Task objective: Gather every line below that contains the word "sculpture". Letter case counts.

Records from a dataset:
+---+

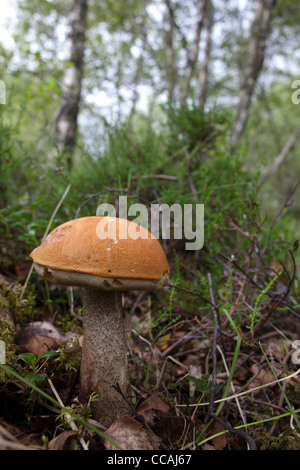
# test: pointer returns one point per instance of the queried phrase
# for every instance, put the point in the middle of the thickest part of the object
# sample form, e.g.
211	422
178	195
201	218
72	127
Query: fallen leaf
40	336
150	407
131	435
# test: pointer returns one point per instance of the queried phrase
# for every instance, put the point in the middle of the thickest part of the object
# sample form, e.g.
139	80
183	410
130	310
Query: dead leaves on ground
147	432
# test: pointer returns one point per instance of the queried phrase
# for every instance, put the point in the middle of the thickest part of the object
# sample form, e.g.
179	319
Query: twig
287	203
44	236
237	432
214	350
68	416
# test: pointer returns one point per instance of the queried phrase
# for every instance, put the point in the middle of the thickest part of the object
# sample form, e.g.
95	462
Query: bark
192	59
67	119
269	171
255	59
203	79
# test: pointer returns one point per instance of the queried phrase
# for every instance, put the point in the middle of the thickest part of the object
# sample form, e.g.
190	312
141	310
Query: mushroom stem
104	359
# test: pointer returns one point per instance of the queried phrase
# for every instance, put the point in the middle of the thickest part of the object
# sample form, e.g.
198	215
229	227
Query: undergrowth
216	343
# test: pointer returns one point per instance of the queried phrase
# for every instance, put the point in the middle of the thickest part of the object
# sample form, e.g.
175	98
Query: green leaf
29	358
35	378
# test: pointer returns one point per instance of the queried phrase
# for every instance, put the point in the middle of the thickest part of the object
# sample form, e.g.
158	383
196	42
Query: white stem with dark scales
104	359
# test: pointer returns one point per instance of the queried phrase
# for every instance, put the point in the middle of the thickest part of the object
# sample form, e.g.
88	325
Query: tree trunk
66	121
255	59
192	59
203	79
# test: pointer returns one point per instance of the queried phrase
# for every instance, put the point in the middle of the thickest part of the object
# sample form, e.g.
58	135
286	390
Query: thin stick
44	236
68	416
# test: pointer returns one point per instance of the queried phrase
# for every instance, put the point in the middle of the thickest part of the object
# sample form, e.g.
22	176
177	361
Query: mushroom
104	256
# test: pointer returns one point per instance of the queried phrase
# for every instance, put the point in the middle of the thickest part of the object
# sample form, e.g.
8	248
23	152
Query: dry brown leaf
262	377
131	435
40	336
150	407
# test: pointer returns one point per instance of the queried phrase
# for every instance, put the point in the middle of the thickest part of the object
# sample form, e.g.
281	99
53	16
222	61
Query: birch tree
67	118
255	59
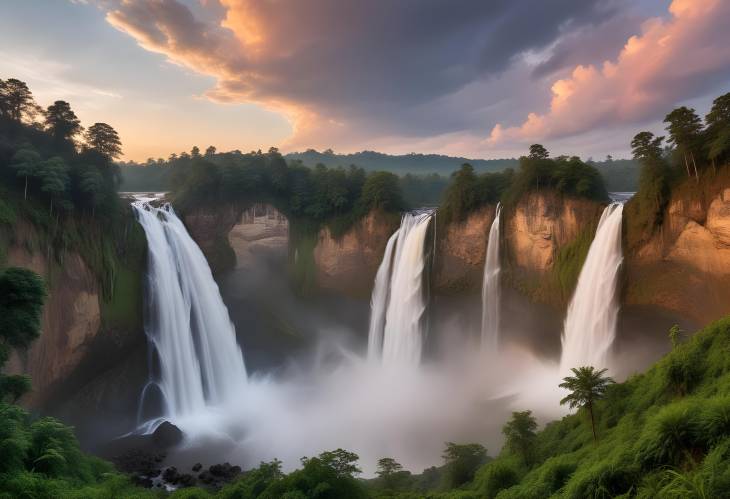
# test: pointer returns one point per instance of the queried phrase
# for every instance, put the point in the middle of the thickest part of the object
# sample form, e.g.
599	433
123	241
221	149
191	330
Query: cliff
348	264
461	250
92	319
319	260
546	239
684	265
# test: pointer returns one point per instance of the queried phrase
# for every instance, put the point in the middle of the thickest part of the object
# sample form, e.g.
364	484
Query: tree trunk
593	423
697	176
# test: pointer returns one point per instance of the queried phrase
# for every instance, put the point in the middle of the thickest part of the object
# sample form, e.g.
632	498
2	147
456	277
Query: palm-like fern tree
586	387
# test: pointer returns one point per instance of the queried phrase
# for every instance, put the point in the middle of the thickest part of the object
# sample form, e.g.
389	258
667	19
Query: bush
669	437
605	479
497	476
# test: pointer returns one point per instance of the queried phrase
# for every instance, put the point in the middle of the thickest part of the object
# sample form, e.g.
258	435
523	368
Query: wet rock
186	480
167	435
171	475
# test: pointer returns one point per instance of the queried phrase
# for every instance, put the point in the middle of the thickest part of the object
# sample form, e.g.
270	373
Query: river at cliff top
311	388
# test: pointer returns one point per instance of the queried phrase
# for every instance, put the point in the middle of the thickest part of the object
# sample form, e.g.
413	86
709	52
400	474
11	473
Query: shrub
669	437
496	476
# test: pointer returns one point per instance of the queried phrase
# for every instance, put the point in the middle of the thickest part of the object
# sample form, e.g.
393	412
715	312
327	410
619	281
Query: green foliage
586	387
520	436
468	192
496	476
461	462
382	191
254	482
568	176
330	475
22	294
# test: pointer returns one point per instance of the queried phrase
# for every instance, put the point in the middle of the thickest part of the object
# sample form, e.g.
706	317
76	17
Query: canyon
682	269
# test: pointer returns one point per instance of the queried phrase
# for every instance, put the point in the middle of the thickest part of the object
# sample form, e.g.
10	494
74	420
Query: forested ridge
664	433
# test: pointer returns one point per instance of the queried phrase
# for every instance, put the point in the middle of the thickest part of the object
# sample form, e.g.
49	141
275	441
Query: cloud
671	60
343	69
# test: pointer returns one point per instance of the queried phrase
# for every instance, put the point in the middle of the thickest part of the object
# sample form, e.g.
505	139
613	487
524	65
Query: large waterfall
491	289
398	300
590	326
200	362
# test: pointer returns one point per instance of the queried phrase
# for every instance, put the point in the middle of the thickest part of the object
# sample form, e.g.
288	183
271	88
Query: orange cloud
671	60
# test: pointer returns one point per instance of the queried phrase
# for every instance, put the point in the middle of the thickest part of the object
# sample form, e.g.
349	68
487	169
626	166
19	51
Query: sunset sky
471	78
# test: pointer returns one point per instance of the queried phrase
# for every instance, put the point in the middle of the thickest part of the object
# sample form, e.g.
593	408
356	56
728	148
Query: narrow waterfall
491	288
398	301
379	300
188	324
590	326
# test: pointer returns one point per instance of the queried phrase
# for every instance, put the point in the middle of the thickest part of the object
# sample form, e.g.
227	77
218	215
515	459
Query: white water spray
491	288
200	362
590	326
398	302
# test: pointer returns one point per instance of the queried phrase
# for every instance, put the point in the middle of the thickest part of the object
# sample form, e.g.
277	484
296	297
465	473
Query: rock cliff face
462	248
348	264
685	266
536	231
209	226
83	334
71	316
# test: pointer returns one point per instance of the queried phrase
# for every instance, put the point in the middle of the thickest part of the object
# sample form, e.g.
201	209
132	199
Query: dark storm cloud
368	62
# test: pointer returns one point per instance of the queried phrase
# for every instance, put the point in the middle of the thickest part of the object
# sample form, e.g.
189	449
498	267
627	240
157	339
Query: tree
92	184
54	178
537	151
586	387
388	466
645	146
27	164
22	294
718	129
104	139
62	122
391	473
16	101
520	434
341	461
675	335
382	191
461	462
685	132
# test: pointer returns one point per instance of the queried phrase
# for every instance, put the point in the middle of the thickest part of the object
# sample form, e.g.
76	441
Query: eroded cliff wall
90	324
684	265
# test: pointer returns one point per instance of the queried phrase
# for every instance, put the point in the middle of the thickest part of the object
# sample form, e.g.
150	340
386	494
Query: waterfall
590	326
188	324
379	300
491	289
398	302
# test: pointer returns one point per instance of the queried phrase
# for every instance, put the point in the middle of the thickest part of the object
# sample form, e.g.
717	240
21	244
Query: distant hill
401	164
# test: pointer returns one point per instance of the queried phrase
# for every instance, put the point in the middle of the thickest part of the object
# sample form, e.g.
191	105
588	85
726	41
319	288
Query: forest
664	433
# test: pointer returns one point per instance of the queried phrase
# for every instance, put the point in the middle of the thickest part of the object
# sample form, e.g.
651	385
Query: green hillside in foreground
661	434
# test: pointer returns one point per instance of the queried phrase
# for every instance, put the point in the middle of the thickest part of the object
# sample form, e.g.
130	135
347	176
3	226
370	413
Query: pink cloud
671	60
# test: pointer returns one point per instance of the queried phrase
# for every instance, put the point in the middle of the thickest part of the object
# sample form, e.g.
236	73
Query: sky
473	78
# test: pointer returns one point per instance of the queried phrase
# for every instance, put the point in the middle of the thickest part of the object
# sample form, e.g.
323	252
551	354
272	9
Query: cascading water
590	326
491	288
188	324
379	300
398	303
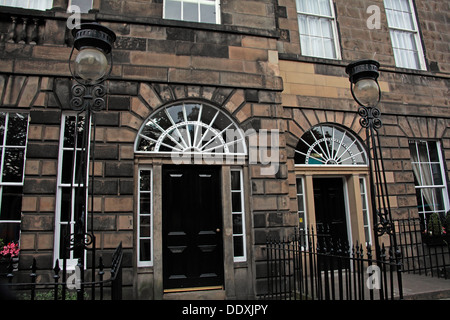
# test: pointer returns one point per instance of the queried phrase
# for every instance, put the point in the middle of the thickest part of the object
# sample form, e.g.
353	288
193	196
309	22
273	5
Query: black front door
192	224
329	202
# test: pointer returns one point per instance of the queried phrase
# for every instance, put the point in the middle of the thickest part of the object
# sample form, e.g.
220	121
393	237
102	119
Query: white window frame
365	209
29	4
71	3
443	186
199	2
3	146
70	261
241	213
301	180
415	32
145	263
332	19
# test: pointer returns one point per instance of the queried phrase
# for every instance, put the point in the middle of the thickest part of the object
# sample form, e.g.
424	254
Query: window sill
344	63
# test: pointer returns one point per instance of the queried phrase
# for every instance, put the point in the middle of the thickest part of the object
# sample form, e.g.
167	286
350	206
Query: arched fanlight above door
190	128
328	144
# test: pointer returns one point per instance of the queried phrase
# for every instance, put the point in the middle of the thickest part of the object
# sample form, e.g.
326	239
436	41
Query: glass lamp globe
91	64
367	92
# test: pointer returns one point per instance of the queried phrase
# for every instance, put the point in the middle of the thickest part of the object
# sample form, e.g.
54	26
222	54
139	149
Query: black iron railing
57	290
311	266
423	253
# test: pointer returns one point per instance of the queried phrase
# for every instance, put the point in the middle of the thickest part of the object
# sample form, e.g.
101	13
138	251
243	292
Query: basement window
28	4
205	11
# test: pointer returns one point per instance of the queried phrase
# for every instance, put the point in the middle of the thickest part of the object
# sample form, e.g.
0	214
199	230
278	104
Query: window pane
11	203
190	11
85	5
236	202
17	129
144	250
208	13
2	126
235	180
13	165
66	204
9	232
238	246
66	174
145	180
237	224
69	131
145	203
145	226
173	10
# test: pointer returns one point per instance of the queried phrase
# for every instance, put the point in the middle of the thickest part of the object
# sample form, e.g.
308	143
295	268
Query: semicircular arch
190	127
331	145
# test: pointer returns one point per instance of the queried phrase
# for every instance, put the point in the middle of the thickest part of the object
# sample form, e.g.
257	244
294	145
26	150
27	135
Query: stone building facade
255	67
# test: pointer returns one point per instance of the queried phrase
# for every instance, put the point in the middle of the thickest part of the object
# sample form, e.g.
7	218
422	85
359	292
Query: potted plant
10	254
436	233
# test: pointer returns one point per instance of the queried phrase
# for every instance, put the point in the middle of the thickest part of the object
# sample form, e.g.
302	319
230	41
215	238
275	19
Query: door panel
329	202
192	223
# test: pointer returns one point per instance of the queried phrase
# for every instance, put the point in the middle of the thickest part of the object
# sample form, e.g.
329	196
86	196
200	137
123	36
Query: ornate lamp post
91	67
363	76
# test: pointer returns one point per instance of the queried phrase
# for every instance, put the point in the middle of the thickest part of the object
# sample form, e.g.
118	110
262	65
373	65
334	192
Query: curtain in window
315	20
28	4
423	177
405	49
404	34
316	36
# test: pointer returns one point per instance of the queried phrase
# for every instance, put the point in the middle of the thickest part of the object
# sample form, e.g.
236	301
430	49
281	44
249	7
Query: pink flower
12	249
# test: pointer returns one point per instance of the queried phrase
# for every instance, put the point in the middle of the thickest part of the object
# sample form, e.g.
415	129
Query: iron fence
422	253
57	290
313	266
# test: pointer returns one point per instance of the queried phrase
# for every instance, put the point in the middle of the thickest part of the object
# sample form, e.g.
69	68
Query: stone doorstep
196	295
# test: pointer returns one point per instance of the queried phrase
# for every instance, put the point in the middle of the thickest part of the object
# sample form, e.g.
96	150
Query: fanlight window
329	145
190	128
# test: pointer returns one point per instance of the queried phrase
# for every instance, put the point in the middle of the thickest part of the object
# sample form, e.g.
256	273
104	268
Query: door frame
237	275
188	169
352	193
348	227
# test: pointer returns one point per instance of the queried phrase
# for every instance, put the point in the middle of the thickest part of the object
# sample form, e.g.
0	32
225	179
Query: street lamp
363	76
91	67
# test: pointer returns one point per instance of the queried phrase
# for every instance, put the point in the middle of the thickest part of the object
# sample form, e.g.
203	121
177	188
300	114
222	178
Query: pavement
420	287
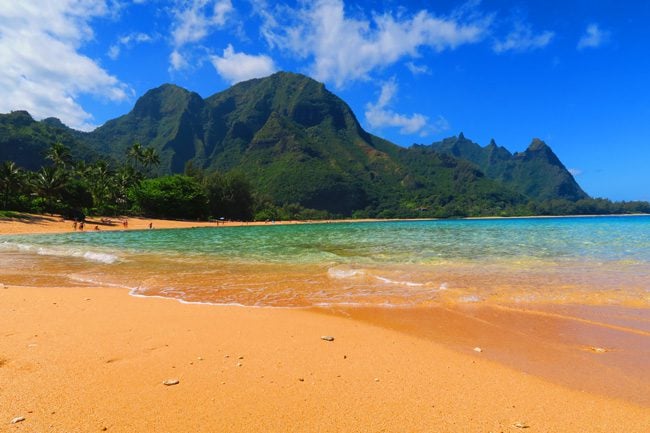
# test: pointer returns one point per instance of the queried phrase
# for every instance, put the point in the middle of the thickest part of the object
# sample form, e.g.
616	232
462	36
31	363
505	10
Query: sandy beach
35	224
95	359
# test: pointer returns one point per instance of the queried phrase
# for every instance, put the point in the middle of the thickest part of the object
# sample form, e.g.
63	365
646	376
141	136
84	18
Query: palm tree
99	177
48	183
59	154
150	157
135	154
11	178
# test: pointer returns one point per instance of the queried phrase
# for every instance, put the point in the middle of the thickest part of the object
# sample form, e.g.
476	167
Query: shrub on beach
171	197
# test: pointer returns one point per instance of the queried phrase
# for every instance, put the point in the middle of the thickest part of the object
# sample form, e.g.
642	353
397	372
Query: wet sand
36	224
94	359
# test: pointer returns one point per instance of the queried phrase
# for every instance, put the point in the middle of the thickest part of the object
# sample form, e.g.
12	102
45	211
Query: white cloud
236	67
593	37
198	18
379	115
177	61
522	39
346	48
41	67
418	69
127	41
194	20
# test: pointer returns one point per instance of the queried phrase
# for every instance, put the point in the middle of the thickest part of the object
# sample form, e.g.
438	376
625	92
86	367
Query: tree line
76	188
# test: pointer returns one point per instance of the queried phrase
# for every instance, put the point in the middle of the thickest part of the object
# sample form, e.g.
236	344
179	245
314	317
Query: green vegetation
282	147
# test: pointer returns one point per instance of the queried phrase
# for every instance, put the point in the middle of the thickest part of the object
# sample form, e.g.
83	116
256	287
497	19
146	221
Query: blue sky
573	73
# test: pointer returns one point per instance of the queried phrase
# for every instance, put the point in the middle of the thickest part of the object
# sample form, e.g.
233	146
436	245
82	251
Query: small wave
342	272
92	256
400	283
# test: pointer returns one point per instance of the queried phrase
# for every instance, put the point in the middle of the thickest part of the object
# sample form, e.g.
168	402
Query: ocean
587	261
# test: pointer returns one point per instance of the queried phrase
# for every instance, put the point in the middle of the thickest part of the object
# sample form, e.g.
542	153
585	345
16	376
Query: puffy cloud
417	69
127	42
177	61
196	20
522	39
193	21
593	37
41	67
346	48
236	67
379	115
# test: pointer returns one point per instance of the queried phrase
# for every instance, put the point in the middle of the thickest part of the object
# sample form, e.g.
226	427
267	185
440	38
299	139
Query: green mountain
298	143
26	141
536	172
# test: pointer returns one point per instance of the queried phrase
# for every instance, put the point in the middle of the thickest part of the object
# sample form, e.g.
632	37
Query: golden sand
94	359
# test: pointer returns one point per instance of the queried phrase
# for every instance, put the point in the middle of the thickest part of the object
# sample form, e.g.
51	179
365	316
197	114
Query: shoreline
52	224
389	369
94	359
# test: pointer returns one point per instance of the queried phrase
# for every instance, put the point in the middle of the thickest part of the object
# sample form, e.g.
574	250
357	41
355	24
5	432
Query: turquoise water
602	260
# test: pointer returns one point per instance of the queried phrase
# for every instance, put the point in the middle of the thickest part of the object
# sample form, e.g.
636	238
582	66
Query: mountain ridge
299	143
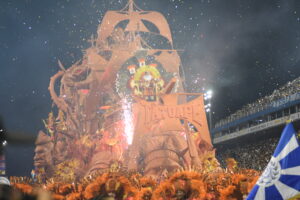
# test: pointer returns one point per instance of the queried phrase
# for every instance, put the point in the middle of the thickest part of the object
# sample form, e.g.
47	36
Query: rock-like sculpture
43	159
101	98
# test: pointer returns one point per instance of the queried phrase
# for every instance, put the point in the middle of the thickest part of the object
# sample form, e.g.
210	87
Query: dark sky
241	49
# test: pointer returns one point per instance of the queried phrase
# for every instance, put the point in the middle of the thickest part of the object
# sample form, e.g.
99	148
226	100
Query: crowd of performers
218	184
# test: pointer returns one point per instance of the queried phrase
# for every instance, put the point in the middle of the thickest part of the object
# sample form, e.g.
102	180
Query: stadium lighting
207	97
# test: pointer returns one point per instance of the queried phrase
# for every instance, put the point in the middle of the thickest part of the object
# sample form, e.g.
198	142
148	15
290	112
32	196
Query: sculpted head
43	151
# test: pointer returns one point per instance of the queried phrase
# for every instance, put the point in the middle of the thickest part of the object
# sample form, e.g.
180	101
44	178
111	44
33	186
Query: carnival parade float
122	123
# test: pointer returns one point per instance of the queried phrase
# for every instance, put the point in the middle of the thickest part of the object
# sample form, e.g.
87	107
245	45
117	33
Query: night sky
242	50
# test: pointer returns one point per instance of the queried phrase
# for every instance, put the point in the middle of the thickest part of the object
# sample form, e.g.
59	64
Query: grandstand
264	117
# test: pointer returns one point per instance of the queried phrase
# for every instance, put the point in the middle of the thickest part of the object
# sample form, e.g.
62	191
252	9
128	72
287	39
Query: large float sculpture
123	104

+---+

Result below:
Query: rock-like sculpture
Query: large float sculpture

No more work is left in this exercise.